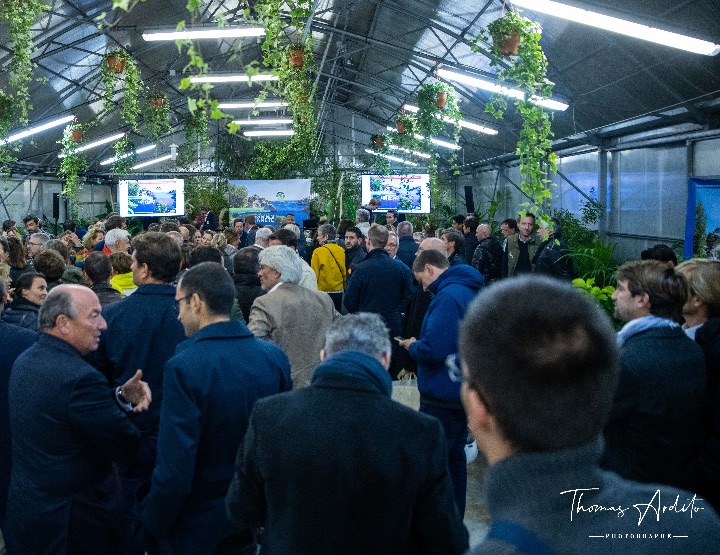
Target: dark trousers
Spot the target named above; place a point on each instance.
(454, 423)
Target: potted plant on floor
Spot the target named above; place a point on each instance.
(527, 72)
(118, 68)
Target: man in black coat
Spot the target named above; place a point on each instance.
(67, 427)
(323, 472)
(14, 341)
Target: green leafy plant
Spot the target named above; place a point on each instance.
(72, 164)
(113, 66)
(528, 73)
(432, 119)
(157, 115)
(125, 157)
(21, 15)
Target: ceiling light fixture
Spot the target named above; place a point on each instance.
(622, 26)
(97, 143)
(393, 158)
(246, 105)
(438, 142)
(137, 151)
(267, 121)
(37, 129)
(238, 78)
(270, 133)
(154, 161)
(217, 33)
(462, 122)
(495, 88)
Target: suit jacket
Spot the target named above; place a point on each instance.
(296, 319)
(66, 429)
(323, 471)
(210, 390)
(14, 341)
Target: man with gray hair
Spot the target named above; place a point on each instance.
(68, 426)
(117, 240)
(292, 316)
(331, 443)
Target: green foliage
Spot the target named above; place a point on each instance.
(126, 157)
(527, 72)
(432, 121)
(72, 165)
(131, 85)
(157, 115)
(699, 233)
(21, 15)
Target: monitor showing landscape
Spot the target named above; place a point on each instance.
(151, 197)
(408, 194)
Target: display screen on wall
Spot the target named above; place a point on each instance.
(151, 197)
(408, 194)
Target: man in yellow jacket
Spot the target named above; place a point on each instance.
(328, 262)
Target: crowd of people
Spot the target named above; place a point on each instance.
(196, 390)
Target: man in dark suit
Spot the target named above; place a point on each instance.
(67, 427)
(209, 391)
(14, 341)
(324, 473)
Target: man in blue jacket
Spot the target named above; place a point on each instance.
(453, 289)
(210, 385)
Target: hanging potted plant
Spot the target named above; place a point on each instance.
(21, 15)
(72, 164)
(405, 123)
(527, 72)
(125, 157)
(118, 67)
(157, 116)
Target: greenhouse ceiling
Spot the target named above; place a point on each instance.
(372, 57)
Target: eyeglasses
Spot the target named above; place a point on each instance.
(178, 301)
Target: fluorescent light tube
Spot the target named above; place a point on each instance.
(495, 88)
(622, 26)
(270, 133)
(463, 123)
(217, 33)
(393, 158)
(136, 151)
(244, 105)
(267, 121)
(154, 161)
(241, 78)
(99, 142)
(37, 129)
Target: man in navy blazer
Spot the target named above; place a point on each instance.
(67, 427)
(211, 385)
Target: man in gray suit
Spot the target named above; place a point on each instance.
(294, 317)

· · · ·

--- Exercise directions ---
Copy every one of the lines above word for word, and leave out the pictures.

--- Task solution ---
Target: dark trousers
Spot the target named above; place a point on each instance.
(454, 423)
Target: potted plant on floor
Spot the target named above; place a point on each instance.
(527, 72)
(118, 68)
Target: man in black coat
Spot the target named above; place a point on each instance.
(67, 427)
(323, 472)
(14, 341)
Target: green leafy plant
Spot the target named above; place a point on each instance.
(72, 164)
(113, 66)
(528, 73)
(432, 119)
(157, 115)
(125, 157)
(21, 15)
Target: ceiling light fixture
Spot the target named above; place a point on each instance.
(622, 26)
(97, 143)
(393, 158)
(246, 105)
(438, 142)
(137, 151)
(267, 121)
(37, 129)
(238, 78)
(270, 133)
(154, 161)
(217, 33)
(462, 122)
(495, 88)
Target: suit jacket
Spot the target named above; place a point on each instance.
(296, 319)
(66, 429)
(323, 471)
(210, 390)
(14, 341)
Target: man with gray hair
Spot the target named above; place a point on each instance.
(68, 426)
(117, 240)
(292, 316)
(331, 443)
Target: green foliage
Spot the target named above; place a point on each instance.
(126, 157)
(527, 72)
(432, 121)
(72, 165)
(131, 85)
(157, 115)
(699, 233)
(21, 15)
Target: monitor showing landscape
Spot the target named above; place a point on each instance.
(151, 197)
(408, 194)
Target: display screen on wall
Spot the target named above; place a point on each instance.
(151, 197)
(408, 194)
Target: man in yellow jacket
Spot the target named above; place a point on each instance.
(328, 262)
Target: crowd of people
Spot the target named above; place a point on each instance.
(196, 390)
Target: man in dark suit
Spot the target named above; place a point on each instance.
(67, 427)
(209, 391)
(14, 341)
(324, 473)
Target: man in blue jacket
Spot the target named above; place a point on each instance.
(453, 289)
(210, 385)
Target: hanging potted plant
Spot the target named above; place a point on each instance.
(21, 15)
(72, 164)
(405, 123)
(527, 72)
(125, 157)
(118, 67)
(157, 116)
Target: greenhouse ceiling
Spot the target named above; place a point on each instance.
(372, 57)
Target: eyeglasses
Spot the target named above; place a point on each instance.
(178, 301)
Target: fluorescent light tube
Spot the target named above; place a point on each instance.
(495, 88)
(622, 26)
(270, 133)
(463, 123)
(217, 33)
(393, 158)
(136, 151)
(244, 105)
(267, 121)
(154, 161)
(241, 78)
(99, 142)
(37, 129)
Target: man in navy blazer
Spot the target named above; place a point on each instance.
(67, 427)
(211, 385)
Target: man in gray suit
Spot the target named above; place a point on each instance.
(294, 317)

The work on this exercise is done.